▸ **Written exercise**: Put the stretch from the line containing "Localize dark glass" through the end of the records into a two-column CSV with columns named instruction and response. Give one row per record, with its text and its answer each in a single quoted field and any line breaks turned into spaces.
• • • • • • •
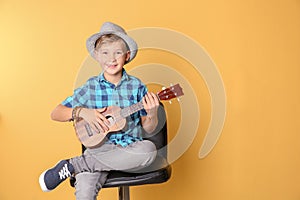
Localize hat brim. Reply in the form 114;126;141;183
86;31;138;63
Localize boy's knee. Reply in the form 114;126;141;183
75;172;101;200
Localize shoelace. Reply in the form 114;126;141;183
58;164;71;180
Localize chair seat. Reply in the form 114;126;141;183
103;165;172;188
70;155;172;188
103;155;172;188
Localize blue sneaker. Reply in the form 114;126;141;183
39;160;74;192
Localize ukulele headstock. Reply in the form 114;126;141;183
157;83;184;100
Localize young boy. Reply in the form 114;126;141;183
39;22;159;200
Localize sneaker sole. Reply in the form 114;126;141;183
39;170;51;192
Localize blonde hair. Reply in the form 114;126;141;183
95;34;129;51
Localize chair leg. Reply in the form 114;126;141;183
119;186;130;200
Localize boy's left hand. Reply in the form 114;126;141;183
142;92;159;117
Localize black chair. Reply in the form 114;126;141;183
70;104;172;200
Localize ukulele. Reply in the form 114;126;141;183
74;84;183;148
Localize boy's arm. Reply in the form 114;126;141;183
51;104;73;122
142;93;159;133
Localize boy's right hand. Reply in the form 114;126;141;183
79;108;109;133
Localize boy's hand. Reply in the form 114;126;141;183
142;92;159;118
79;108;109;133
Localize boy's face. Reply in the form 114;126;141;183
95;41;130;75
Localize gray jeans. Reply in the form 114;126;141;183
70;140;157;200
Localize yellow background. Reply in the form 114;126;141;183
0;0;300;200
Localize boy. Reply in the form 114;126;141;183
39;22;159;200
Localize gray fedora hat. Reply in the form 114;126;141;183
86;22;138;63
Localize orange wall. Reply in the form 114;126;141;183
0;0;300;200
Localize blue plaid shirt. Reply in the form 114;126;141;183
62;70;147;146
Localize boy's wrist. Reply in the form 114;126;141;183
70;106;83;121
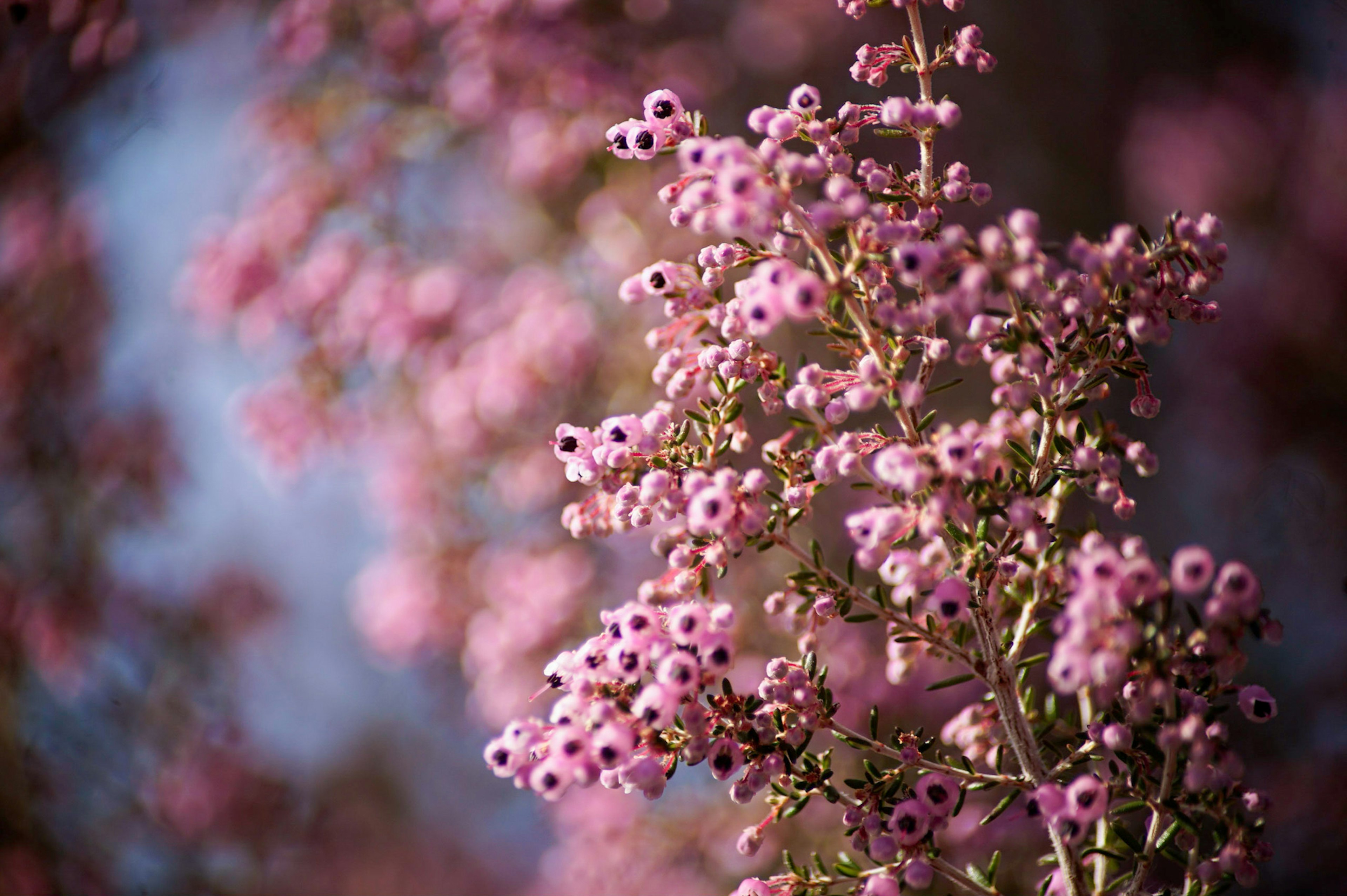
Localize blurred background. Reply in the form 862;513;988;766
0;0;1347;896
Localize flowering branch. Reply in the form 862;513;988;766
488;0;1277;896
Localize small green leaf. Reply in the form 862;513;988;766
927;376;963;397
978;787;1024;824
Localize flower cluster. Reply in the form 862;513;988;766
485;602;738;800
488;3;1278;896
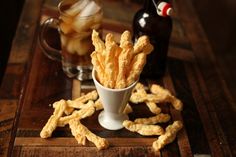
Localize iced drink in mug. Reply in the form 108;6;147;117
39;0;103;80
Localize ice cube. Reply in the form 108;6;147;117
72;16;94;33
59;22;73;34
65;0;90;16
79;1;101;17
60;34;68;47
67;38;93;56
66;39;77;54
76;38;93;56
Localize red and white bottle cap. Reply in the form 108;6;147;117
157;2;172;16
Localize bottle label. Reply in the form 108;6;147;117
157;2;172;17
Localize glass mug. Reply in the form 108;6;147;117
39;0;103;81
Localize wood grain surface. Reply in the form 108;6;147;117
0;0;236;157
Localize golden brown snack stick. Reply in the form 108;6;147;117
103;33;118;88
146;101;161;114
123;120;164;136
152;121;183;151
134;82;147;95
134;113;170;124
92;30;105;53
150;84;183;111
40;100;66;138
127;53;147;86
66;90;98;109
134;36;153;54
123;103;133;114
64;105;74;115
57;100;95;127
94;99;103;111
94;99;133;114
70;120;109;150
129;92;146;104
115;42;133;89
69;121;86;145
52;99;74;115
120;30;133;49
90;51;105;84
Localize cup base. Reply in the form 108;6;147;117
98;111;129;130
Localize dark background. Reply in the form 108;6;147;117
0;0;236;99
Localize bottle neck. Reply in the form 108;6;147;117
144;0;172;16
144;0;159;12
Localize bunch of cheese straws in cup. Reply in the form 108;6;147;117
91;30;153;89
40;31;183;151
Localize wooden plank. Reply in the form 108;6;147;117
0;99;17;156
14;137;156;147
176;0;236;156
167;59;210;154
12;146;160;157
0;64;25;99
163;71;193;157
185;62;230;156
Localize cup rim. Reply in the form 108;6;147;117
57;0;102;19
92;68;139;92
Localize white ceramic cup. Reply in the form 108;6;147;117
92;69;138;130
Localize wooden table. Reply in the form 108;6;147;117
0;0;236;157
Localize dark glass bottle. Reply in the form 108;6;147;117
133;0;172;78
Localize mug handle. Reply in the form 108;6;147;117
39;17;61;61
• • • • • • •
▸ **Response to the task**:
instruction,response
"Localize dark glass bottle. Reply in the form 108;6;147;117","133;0;172;78"
"Localize mug handle. Reply in the form 108;6;147;117","39;17;61;61"